TEXTE RETENU:

********************

Au milieu d’une foule compacte, Lucien Felli croise un ami, député, qui fait campagne pour un candidat aux élections municipales. Son épouse est présente, elle le voit discuter à distance de son ami, une heure durant. "Forcément, avec la foule, dans un marché, il y a sans doute des rapprochements", explique Saveriu Felli. La semaine suivante, Lucien Felli tombe malade. Hospitalisé le 13 mars, il mourra 10 jours plus tard à l’âge de 78 ans.



Après sa mort, la famille Felli cherche à comprendre : où Lucien Felli a-t-il pu être contaminé ? Dans son immeuble, aucun des voisins interrogés n’a présenté des symptômes. Mais le député avec qui il a discuté a été infecté au Covid-19 au même moment. Lui, et son équipe de campagne. Pour Saveriu Felli, il ne fait pas de doute que c’est au marché, en discutant avec son ami, que son père est tombé malade.



"Si les élections municipales ne s’étaient pas tenues, si elles avaient été annulées à temps, il n’y aurait pas eu de campagne, explique-t-il. Ça m’intéresse parce qu’une élection, c’est également tout ce que ça implique en terme d’échanges, de sociabilité, vous croisez des gens, vous serrez des mains."

Des "négligences graves"

Aujourd’hui, Saveriu Felli s’indigne contre la communication de l’État, qu’il résume ainsi : "Circulez, il n’y a rien à voir."

********************

Enregistrements issus d'une collection:
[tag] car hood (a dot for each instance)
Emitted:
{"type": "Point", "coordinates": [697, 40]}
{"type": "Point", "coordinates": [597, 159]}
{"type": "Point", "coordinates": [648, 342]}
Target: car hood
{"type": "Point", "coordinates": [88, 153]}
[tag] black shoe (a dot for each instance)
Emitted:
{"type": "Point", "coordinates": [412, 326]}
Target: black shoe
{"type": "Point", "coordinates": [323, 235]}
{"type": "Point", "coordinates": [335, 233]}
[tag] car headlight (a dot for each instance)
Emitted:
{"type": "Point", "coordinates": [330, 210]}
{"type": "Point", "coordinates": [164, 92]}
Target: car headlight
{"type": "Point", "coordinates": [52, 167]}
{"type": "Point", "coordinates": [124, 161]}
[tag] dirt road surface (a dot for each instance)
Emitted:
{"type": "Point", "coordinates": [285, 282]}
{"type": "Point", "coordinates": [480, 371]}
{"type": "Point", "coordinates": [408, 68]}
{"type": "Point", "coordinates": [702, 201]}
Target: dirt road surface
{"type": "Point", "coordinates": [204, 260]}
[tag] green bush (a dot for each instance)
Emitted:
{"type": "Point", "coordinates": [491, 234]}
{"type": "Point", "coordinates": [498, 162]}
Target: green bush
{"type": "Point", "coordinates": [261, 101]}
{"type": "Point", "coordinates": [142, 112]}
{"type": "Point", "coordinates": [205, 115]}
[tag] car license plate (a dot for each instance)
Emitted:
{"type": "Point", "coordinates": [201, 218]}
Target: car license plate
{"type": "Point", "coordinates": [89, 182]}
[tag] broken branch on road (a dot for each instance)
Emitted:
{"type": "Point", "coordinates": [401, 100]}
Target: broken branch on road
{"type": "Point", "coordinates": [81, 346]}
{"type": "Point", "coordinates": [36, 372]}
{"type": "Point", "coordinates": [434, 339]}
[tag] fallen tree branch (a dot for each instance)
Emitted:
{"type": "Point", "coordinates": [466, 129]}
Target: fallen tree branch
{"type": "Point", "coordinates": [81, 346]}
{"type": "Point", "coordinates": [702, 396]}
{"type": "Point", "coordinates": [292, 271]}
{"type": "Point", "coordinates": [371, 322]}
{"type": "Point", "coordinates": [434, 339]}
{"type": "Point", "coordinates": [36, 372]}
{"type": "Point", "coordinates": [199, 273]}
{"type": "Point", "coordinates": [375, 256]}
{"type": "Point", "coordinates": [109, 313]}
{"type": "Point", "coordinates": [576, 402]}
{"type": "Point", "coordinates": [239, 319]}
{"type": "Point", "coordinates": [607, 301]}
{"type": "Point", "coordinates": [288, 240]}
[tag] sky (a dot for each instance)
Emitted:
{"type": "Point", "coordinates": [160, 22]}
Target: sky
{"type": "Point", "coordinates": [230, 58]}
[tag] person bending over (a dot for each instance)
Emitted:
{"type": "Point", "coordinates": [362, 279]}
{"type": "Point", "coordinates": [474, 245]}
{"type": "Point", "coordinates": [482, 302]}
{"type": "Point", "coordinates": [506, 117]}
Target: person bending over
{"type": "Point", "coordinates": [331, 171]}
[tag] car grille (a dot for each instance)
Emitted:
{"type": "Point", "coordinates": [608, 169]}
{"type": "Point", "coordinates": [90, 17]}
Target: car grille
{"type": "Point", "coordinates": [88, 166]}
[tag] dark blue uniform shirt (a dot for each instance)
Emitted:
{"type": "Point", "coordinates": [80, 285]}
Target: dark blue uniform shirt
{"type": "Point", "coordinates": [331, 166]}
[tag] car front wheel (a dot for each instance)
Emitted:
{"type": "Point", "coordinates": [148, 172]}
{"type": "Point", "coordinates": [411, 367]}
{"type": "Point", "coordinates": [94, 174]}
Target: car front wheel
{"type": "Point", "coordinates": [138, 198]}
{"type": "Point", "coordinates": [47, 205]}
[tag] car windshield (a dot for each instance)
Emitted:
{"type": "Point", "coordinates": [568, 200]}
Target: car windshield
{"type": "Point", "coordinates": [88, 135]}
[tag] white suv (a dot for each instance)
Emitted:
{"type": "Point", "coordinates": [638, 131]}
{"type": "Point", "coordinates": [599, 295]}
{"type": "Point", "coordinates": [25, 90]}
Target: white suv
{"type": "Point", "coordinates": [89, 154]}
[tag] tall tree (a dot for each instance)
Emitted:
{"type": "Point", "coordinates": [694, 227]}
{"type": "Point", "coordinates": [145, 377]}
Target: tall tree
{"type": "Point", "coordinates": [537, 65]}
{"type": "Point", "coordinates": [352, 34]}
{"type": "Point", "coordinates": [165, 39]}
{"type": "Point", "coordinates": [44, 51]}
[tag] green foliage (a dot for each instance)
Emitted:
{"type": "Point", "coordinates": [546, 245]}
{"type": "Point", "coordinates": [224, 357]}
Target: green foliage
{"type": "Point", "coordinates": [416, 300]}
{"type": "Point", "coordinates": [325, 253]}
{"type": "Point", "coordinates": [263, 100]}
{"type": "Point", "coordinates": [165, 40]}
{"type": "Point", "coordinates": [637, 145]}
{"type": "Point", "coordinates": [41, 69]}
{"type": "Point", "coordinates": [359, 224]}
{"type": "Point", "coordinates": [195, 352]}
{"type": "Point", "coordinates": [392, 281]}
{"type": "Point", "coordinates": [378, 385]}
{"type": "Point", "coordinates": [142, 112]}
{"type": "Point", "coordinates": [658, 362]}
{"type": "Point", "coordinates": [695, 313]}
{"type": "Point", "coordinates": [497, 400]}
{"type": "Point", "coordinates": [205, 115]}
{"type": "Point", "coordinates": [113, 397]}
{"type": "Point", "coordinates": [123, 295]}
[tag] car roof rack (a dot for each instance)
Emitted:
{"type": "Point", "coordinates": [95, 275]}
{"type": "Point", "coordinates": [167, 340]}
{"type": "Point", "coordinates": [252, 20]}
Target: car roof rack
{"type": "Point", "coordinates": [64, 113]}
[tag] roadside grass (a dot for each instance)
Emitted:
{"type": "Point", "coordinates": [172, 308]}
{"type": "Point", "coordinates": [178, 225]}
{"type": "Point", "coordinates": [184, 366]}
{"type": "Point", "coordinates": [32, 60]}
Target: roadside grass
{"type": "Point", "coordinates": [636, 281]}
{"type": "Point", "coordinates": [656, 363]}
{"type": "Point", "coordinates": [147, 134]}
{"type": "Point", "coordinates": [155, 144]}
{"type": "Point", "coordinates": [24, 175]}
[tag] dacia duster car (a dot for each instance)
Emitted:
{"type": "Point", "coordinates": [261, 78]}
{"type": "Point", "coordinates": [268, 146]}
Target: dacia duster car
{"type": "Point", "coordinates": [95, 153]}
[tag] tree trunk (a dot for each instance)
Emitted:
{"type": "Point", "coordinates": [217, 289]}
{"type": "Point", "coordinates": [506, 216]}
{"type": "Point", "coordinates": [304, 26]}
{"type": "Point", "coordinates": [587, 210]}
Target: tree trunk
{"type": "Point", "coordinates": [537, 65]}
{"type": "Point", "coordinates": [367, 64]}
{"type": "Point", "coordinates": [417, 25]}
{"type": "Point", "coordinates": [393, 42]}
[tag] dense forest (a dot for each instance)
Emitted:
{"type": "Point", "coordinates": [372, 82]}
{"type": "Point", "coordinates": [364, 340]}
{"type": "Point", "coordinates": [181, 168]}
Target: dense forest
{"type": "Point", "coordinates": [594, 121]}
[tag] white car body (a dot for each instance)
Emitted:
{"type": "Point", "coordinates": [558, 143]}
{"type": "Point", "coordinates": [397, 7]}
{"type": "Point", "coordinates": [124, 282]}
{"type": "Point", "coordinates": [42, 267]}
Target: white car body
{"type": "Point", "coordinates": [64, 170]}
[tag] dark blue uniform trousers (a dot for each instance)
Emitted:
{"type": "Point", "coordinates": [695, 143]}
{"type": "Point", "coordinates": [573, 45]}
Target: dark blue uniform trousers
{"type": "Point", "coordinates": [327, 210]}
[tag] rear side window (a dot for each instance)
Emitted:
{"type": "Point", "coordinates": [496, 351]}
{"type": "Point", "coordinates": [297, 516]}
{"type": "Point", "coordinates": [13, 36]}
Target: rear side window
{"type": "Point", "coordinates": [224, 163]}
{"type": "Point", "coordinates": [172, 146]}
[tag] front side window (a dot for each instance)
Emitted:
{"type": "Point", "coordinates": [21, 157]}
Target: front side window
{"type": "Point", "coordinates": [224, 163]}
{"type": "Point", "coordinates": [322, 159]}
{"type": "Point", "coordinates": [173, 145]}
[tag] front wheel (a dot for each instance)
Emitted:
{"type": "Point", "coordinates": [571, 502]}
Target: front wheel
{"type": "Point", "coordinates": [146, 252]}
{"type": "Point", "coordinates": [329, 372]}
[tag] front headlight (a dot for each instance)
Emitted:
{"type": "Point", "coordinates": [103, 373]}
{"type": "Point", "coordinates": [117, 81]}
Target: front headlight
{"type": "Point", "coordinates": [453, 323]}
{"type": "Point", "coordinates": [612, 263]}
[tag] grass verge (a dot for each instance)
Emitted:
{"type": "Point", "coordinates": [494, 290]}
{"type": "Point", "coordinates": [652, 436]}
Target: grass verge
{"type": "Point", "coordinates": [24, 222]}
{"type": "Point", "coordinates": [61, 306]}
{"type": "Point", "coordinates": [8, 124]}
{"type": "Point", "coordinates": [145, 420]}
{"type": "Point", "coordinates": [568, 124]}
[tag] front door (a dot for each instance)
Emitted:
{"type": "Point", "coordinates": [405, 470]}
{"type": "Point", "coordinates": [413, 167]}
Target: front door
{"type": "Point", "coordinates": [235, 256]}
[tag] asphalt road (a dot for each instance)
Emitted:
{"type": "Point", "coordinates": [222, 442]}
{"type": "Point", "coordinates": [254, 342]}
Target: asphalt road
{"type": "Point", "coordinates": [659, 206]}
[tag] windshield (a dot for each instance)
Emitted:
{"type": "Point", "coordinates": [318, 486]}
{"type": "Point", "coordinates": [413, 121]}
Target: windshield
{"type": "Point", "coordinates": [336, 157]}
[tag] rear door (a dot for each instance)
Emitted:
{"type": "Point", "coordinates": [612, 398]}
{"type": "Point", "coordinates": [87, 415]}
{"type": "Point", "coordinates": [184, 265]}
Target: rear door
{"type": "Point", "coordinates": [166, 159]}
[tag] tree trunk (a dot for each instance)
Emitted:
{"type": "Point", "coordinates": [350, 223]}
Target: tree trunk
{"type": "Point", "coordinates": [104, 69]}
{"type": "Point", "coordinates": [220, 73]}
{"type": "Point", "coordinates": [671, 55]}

********************

ÉNONCÉ DU PROBLÈME:
D'après le texte retenu, à quelle date Lucien Felli a-t-il été hospitalisé ? Ces enregistrements n'ont aucun rapport avec le texte.

RÉPONSE ATTENDUE:
Le 13 mars.